### Written request
Select and copy every line of the data below that contains the word "jacket". The match is case-sensitive.

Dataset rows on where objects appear

__________

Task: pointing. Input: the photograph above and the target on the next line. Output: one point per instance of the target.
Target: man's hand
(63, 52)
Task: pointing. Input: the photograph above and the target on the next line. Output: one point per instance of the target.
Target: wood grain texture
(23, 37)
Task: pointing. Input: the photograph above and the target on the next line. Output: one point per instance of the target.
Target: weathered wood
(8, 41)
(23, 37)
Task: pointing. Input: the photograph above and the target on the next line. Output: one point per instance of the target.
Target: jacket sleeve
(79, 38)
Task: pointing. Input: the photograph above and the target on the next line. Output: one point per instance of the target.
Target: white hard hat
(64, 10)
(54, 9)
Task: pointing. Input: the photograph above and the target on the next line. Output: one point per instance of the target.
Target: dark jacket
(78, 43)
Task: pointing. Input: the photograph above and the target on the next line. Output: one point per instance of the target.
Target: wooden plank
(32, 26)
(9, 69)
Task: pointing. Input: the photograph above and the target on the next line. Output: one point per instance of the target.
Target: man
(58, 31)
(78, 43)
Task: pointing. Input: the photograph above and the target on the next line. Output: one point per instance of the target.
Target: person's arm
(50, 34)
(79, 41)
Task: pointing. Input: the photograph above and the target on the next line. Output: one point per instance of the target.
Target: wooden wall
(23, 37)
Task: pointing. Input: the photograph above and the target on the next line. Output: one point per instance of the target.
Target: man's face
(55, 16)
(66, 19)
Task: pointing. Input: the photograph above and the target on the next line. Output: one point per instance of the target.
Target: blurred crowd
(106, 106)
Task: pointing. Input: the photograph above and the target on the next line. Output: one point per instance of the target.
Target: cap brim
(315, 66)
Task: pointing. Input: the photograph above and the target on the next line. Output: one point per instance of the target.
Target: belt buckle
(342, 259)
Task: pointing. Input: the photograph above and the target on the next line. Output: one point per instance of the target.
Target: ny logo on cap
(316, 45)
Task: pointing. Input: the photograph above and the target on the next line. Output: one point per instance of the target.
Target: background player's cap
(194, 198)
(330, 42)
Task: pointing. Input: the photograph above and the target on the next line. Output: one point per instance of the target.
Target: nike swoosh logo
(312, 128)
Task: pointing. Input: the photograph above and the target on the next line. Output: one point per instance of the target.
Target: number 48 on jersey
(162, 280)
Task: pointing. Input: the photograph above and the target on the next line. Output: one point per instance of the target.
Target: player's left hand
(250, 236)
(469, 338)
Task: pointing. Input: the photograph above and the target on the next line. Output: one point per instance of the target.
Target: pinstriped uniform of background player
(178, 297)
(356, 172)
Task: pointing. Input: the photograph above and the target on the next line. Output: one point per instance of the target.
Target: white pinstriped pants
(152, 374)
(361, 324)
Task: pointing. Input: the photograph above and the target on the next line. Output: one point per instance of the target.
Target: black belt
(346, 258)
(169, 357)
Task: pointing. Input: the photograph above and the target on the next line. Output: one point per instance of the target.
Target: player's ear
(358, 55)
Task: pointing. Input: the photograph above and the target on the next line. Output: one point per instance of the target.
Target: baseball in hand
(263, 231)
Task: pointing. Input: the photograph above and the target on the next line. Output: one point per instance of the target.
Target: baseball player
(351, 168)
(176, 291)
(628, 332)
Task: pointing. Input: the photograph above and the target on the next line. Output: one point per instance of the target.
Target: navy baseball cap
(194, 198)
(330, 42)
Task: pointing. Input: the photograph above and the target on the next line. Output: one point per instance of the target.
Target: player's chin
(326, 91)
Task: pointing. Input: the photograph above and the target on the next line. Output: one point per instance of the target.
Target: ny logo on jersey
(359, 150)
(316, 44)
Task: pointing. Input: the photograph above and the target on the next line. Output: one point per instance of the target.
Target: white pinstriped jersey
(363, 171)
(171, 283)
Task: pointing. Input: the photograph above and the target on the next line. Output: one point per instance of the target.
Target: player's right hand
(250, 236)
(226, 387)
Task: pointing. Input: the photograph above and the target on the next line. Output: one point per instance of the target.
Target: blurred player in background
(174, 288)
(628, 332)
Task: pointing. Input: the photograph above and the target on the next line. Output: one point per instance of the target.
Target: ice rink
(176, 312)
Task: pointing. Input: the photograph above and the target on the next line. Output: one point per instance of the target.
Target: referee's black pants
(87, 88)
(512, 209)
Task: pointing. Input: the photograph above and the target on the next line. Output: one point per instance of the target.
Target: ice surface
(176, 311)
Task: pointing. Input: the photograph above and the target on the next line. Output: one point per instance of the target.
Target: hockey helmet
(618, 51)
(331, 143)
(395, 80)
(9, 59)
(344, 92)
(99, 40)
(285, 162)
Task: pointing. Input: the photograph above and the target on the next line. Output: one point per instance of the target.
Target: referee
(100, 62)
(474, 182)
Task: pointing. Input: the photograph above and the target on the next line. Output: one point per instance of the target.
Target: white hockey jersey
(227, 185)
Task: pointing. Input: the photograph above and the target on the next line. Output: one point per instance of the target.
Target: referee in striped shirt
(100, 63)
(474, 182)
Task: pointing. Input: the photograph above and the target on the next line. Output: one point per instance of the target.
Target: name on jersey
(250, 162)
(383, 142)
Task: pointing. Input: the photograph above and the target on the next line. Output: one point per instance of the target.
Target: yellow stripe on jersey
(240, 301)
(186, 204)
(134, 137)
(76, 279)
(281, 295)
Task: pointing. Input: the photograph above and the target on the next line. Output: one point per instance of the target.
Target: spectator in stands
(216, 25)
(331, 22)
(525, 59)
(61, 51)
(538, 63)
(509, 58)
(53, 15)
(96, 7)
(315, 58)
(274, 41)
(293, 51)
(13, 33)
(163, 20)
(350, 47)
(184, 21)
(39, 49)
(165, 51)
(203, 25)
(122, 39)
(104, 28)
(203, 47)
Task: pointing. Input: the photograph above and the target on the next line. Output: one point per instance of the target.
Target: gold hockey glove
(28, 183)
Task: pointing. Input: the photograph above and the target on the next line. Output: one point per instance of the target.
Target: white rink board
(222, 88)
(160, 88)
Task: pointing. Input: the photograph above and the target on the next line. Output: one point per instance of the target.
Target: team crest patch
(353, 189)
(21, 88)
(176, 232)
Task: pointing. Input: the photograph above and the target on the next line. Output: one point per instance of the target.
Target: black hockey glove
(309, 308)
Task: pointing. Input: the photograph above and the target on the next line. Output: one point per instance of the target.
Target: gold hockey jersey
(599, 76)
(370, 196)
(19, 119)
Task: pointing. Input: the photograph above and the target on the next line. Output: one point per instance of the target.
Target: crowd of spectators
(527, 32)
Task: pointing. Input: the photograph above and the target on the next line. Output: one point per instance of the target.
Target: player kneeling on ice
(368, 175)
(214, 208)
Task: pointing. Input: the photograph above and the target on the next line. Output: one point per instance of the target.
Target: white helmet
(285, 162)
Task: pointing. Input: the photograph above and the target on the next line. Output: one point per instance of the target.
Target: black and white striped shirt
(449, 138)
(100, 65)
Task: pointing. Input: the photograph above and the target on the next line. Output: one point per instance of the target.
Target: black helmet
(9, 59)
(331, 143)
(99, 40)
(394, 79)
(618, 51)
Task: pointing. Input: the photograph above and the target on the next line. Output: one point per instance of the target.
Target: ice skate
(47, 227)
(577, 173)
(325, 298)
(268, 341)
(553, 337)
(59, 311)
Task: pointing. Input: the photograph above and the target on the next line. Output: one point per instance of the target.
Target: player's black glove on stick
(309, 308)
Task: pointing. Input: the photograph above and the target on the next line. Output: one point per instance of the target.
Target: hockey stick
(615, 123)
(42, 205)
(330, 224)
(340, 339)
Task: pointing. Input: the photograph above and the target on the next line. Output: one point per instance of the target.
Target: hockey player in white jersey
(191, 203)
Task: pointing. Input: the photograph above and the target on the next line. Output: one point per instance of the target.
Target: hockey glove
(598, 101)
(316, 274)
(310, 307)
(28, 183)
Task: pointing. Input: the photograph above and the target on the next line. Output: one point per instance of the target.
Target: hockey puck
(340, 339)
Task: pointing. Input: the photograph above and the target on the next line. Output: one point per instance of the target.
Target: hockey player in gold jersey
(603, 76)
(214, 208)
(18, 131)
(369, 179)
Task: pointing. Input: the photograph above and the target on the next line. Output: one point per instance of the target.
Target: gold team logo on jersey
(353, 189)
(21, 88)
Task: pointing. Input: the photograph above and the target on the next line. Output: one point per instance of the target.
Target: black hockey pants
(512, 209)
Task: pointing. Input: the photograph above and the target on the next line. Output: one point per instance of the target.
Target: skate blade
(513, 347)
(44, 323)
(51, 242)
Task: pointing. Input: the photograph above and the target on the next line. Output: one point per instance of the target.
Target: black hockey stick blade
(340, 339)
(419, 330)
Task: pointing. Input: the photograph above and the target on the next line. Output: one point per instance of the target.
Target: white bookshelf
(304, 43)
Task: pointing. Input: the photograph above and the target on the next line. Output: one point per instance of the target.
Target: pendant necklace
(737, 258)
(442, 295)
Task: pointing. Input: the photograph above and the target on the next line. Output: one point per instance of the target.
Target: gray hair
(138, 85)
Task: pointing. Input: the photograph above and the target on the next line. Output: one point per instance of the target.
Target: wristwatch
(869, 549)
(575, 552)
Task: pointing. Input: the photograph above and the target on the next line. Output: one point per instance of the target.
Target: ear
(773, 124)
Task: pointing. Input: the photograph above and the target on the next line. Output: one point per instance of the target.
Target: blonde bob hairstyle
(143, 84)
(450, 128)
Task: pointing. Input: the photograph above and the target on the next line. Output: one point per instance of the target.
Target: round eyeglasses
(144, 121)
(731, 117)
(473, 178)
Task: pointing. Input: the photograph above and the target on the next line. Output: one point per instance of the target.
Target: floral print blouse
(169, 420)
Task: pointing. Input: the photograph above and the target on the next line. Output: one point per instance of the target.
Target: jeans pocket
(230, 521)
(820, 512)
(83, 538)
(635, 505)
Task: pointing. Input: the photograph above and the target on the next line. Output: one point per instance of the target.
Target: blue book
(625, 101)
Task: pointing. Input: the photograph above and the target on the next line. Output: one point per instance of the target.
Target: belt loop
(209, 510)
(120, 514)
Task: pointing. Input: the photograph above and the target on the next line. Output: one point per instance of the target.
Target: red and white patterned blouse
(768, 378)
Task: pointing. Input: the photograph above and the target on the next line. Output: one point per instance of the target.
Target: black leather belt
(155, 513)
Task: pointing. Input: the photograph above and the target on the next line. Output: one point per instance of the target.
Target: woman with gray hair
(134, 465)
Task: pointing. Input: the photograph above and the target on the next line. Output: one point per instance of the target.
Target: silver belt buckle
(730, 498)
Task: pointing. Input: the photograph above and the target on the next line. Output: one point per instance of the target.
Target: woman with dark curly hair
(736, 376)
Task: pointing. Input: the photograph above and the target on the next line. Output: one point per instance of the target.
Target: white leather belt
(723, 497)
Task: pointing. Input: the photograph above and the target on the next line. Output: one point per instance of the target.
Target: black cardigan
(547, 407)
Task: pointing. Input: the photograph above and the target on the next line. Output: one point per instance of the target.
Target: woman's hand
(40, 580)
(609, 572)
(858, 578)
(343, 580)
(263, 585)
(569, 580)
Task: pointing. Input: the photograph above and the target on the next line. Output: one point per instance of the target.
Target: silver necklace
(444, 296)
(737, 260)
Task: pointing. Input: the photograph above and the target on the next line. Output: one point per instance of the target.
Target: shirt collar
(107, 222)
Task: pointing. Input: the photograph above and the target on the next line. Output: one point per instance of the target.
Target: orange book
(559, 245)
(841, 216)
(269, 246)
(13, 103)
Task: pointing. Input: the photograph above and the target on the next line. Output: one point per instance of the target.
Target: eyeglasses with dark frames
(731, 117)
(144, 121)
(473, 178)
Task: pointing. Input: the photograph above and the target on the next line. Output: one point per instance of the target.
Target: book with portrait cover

__________

### In response
Target: jacket sleeve
Target: dark jacket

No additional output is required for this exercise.